**Page text**
***
Just got our Chilean Rose today  she is a little darling xx


----------



## markaveli (Feb 19, 2011)

thank you all for your advice. i decided on a sub adult female mexican red knee or chaco golden knee. these both seem to be like gold dust though. no online store has any, bugz uk etc. looked at a red knee today, no bald spots which is a good sign? wanted £85. that seems a little high to me. if any seemed nasty, i wouldnt let my boy near it of course. it would be handled very rarely and i have read much that some do not handle theirs at all. thanks to forums like this though its great to get good advice making sure it is properly cared for and that is much appreciated.


----------



## martin3 (May 24, 2011)

marko85 said:


> ?????
> The link was for juvenile B.Smithi, I didn't say one had a faster growth rate than another.


You said...


marko85 My daughter's B.Smithi sling has been here for about 6 months and still hasn't moulted lol said:


> chiles grow even slower.


Seems fair enough to me.


----------



## Galiea (Jan 18, 2012)

Hey, I currently own a Mexican Red Knee and I would personally recommend going for one. 

I got my little un when she was just a juvi and I have watched her grow and brighten in colour : victory:

In general, people say that Mexican Red Knee's are more skittish than Chile Rose, but in my opinion they are well worth it.


----------



## jungalist86 (Jul 3, 2011)

that link some1 put up for spidershop is a 7cm b.smithi for 27 quid cant go wrong mate


----------



## AilsaM (May 18, 2011)

jungalist86 said:


> that link some1 put up for spidershop is a 7cm b.smithi for 27 quid cant go wrong mate


Spider shop is where am buying my T though not that species.


----------



## markaveli (Feb 19, 2011)

just to update you all. i bought a sub adult female mexican red knee yesterday. im using lucky reptile humus brick for substrate. i dried it as much as i could but humidity is 90 at the moment. she just staying on the piece of cork bark that i put in for her. the soil is damp, not wet. is this ok?
***
**Dataset section**
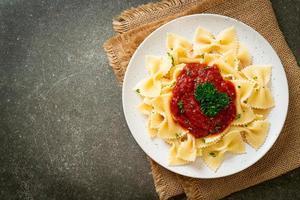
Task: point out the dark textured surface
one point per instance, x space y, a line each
***
**Your tasks**
- 1) In the tarantula thread, list each distinct user name that appears in a post heading, in order of first appearance.
- 2) Reproduce the tarantula thread word for word, covering everything from "Spider shop is" down to "is this ok?".

**Responses in order**
- 1)
markaveli
martin3
Galiea
jungalist86
AilsaM

- 2)
Spider shop is where am buying my T though not that species.


----------



## markaveli (Feb 19, 2011)

just to update you all. i bought a sub adult female mexican red knee yesterday. im using lucky reptile humus brick for substrate. i dried it as much as i could but humidity is 90 at the moment. she just staying on the piece of cork bark that i put in for her. the soil is damp, not wet. is this ok?